## Aim of the exercise:
Could you copy out the following lines word for word, leaving nothing out?

Data entries:
───
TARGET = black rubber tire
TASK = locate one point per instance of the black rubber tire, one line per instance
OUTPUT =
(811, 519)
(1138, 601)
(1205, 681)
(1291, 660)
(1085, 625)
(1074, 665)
───
## Complete response:
TARGET = black rubber tire
TASK = locate one point per instance of the black rubber tire, one line per instance
OUTPUT =
(811, 519)
(1138, 601)
(1205, 681)
(1291, 660)
(1085, 625)
(1074, 665)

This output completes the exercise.